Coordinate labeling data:
((
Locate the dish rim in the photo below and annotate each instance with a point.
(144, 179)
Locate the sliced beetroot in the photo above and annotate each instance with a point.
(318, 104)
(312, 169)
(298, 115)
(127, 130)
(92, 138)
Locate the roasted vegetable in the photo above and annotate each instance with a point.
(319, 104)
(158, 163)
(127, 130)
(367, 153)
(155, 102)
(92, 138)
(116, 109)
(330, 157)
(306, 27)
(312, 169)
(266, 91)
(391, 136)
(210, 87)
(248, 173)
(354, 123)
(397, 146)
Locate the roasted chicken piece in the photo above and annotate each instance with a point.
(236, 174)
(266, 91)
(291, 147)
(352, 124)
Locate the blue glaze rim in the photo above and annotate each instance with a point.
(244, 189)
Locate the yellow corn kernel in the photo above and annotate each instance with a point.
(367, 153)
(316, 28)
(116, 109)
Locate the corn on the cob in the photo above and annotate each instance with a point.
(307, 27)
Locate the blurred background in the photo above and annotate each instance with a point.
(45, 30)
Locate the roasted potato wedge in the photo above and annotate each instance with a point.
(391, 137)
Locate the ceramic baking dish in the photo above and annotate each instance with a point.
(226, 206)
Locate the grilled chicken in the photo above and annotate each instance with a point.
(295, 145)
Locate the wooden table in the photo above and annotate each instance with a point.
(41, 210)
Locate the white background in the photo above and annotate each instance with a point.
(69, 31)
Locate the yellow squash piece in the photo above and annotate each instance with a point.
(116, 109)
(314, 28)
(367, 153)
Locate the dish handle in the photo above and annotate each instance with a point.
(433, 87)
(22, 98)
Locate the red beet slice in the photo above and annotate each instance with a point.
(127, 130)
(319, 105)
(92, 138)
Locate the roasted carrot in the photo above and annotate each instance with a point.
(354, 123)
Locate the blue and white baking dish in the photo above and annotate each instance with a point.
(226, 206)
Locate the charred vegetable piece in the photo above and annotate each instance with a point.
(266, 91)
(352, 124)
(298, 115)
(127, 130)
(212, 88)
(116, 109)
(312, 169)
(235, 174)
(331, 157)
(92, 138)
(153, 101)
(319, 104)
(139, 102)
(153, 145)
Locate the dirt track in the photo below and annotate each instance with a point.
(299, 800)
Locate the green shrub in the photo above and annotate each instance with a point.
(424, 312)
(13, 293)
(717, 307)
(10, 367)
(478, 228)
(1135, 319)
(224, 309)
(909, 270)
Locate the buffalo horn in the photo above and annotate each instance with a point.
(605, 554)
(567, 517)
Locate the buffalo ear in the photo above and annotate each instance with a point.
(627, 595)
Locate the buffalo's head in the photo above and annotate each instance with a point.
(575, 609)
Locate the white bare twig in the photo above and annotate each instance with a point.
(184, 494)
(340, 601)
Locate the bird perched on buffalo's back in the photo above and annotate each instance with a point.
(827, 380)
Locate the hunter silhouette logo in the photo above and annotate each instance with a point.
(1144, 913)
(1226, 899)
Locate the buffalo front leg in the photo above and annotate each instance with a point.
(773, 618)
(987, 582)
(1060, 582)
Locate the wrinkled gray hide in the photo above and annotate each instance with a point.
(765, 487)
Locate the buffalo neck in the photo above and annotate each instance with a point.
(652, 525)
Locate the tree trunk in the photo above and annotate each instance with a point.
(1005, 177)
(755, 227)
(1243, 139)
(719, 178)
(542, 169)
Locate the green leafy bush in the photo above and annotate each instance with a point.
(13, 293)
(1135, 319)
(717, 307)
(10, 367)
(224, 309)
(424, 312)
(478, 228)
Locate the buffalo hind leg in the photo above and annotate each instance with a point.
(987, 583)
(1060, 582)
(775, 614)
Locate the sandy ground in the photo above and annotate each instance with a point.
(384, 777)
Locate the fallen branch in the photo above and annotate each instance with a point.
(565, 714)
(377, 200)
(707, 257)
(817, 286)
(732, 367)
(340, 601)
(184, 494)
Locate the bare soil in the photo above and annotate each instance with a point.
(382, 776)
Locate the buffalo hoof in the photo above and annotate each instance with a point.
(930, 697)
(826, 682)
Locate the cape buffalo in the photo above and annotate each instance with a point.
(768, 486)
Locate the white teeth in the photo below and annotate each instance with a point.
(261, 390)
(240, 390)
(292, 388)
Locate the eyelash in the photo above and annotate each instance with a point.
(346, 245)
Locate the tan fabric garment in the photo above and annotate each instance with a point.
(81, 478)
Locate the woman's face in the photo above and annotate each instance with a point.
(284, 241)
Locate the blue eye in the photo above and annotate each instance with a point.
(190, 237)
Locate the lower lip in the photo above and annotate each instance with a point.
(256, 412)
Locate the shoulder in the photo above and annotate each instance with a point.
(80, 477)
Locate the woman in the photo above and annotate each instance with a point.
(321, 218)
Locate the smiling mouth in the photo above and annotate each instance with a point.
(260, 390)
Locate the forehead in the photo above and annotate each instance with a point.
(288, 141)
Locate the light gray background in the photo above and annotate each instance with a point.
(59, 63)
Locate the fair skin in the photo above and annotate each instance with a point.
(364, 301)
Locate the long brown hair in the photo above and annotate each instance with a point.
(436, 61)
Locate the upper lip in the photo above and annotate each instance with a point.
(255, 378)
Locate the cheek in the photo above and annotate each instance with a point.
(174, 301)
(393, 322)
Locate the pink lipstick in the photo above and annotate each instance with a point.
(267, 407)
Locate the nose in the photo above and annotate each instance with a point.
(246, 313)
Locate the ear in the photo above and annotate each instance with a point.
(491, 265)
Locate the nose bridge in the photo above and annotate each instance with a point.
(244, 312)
))
What the task requires: Give back exactly the lines that run from the line with "Locate the shoulder" through the close of the material, counting both ends, and nothing more.

Task solution:
Locate the shoulder in the photo above and annotate each instance with a point.
(80, 477)
Locate the woman in the photo above and annotate each instance with a point.
(321, 218)
Locate the smiling mouth in the photo above and annotate each instance with a point.
(260, 390)
Locate the forehead in the photo above and annotate each instance with a point.
(288, 141)
Locate the light gray background in the photo above and annotate each instance with a point.
(59, 63)
Locate the fair skin in the photo above and annotate each instance with a point.
(364, 301)
Locate the long brown hair in the photo above and annotate each instance with a point.
(436, 61)
Locate the upper lip in the photo above and annotate each instance with a point.
(255, 378)
Locate the cheek in the photo above and annotate each instance with a point.
(174, 301)
(393, 322)
Locate the pink lipstick in the photo above and annotate each instance with a point.
(267, 407)
Locate the nose in the photo above and annotate each instance with a point.
(246, 313)
Locate the ear in the photo above and annotate each instance with a point.
(491, 265)
Locate the nose bridge in the photo above and annotate each instance with a point.
(244, 312)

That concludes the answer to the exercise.